● Supplied records:
———
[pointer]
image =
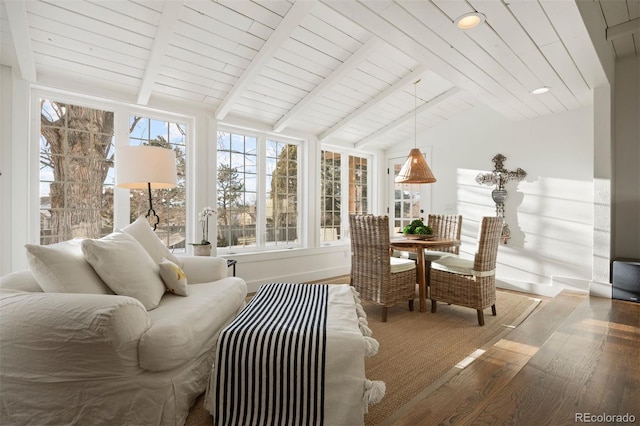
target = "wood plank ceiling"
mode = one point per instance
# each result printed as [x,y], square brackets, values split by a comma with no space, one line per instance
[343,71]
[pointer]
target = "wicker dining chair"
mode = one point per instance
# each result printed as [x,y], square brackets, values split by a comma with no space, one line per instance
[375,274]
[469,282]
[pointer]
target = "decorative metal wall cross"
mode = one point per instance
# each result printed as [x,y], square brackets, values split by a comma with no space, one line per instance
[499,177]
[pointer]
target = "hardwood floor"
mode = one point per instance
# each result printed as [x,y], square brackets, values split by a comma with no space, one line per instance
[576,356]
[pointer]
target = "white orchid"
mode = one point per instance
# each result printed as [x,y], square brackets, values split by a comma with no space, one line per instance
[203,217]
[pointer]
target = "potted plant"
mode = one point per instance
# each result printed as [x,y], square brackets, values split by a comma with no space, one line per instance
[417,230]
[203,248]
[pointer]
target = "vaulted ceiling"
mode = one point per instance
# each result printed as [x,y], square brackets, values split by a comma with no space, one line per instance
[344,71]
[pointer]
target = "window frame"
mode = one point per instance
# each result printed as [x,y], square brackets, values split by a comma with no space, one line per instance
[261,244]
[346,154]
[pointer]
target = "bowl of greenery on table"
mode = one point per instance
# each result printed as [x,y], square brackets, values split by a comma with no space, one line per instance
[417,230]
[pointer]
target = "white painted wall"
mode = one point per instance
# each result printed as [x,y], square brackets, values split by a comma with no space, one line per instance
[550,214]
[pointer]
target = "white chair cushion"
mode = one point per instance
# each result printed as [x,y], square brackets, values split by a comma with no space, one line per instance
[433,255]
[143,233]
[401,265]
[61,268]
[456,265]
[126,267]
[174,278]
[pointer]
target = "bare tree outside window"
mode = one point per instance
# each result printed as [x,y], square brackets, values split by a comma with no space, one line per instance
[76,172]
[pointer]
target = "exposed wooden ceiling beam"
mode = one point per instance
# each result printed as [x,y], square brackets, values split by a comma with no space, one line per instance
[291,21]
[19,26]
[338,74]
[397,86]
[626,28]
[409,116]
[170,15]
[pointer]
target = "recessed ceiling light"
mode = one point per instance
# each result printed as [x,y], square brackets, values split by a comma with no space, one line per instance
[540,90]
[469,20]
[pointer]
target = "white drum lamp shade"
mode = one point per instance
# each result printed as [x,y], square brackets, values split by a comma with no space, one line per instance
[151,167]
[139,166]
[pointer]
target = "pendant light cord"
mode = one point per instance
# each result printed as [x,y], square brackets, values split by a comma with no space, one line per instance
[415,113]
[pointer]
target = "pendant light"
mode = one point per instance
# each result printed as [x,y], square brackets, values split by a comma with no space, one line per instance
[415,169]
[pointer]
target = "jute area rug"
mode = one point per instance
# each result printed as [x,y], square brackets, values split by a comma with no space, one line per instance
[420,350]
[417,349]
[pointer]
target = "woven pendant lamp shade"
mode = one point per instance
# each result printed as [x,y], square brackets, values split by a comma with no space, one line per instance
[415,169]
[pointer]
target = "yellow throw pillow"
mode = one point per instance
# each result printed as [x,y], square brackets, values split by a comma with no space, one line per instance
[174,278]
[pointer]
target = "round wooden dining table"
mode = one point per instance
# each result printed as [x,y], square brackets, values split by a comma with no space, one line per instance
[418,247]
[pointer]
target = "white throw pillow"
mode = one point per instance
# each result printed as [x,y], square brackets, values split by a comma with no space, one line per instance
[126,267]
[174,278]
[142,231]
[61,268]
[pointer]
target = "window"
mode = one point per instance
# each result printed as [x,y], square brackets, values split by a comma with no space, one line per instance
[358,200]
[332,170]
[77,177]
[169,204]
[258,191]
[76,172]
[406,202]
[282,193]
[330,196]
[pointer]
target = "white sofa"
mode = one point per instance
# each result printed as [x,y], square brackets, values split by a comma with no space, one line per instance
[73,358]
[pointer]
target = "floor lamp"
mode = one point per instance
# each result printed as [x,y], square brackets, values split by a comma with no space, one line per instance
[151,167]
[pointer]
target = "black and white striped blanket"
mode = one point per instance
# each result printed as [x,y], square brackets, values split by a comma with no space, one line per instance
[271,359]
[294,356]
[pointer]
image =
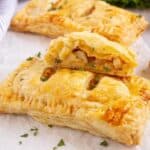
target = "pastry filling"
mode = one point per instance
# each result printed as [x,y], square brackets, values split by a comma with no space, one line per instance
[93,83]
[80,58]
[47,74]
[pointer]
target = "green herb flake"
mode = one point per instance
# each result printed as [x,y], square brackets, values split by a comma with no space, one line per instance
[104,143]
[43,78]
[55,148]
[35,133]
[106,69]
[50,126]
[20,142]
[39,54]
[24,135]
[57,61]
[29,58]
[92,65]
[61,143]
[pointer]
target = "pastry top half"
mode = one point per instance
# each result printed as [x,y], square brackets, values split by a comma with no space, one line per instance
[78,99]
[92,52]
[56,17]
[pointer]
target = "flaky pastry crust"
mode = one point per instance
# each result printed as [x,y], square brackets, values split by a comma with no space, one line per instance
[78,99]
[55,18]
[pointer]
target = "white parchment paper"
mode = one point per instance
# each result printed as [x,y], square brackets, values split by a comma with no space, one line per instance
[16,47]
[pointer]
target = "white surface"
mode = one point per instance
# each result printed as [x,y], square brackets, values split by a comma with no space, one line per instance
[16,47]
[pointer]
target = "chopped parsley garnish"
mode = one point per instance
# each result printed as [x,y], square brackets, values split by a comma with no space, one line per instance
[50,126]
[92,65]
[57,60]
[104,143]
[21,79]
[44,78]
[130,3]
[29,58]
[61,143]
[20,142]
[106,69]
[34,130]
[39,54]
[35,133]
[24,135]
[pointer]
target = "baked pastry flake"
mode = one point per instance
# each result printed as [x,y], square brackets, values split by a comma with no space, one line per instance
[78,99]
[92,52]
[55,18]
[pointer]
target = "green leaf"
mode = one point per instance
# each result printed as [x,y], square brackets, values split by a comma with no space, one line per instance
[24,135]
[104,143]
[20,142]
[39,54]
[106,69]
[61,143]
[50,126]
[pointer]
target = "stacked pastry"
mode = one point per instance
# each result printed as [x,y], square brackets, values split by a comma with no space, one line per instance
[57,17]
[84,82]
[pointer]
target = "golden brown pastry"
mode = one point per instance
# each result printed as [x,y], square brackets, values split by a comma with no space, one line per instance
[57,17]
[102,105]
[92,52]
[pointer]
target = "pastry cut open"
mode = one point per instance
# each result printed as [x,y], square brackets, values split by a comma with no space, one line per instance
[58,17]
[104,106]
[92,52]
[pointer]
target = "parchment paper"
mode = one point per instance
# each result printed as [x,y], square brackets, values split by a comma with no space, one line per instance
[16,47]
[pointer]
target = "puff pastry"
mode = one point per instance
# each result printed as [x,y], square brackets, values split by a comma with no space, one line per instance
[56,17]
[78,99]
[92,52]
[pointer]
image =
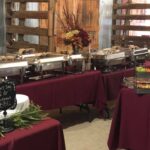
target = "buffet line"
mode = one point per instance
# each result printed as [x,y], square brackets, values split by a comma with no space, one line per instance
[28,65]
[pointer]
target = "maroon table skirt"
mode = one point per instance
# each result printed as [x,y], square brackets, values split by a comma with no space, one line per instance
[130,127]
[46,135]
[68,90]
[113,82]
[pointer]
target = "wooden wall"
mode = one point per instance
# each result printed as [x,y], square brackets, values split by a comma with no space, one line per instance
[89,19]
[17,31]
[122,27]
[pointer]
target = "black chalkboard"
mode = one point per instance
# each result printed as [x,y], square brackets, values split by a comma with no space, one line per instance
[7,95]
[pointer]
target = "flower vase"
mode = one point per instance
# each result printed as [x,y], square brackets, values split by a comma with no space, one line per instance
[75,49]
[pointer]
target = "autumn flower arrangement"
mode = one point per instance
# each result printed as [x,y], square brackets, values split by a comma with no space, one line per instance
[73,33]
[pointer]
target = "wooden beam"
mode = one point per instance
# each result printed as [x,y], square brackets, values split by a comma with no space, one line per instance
———
● The exercise: Count how many lines of the entries above contain the string "floor", treating uppercase and lowercase as different, and reply with only that number.

● Answer to the task: 2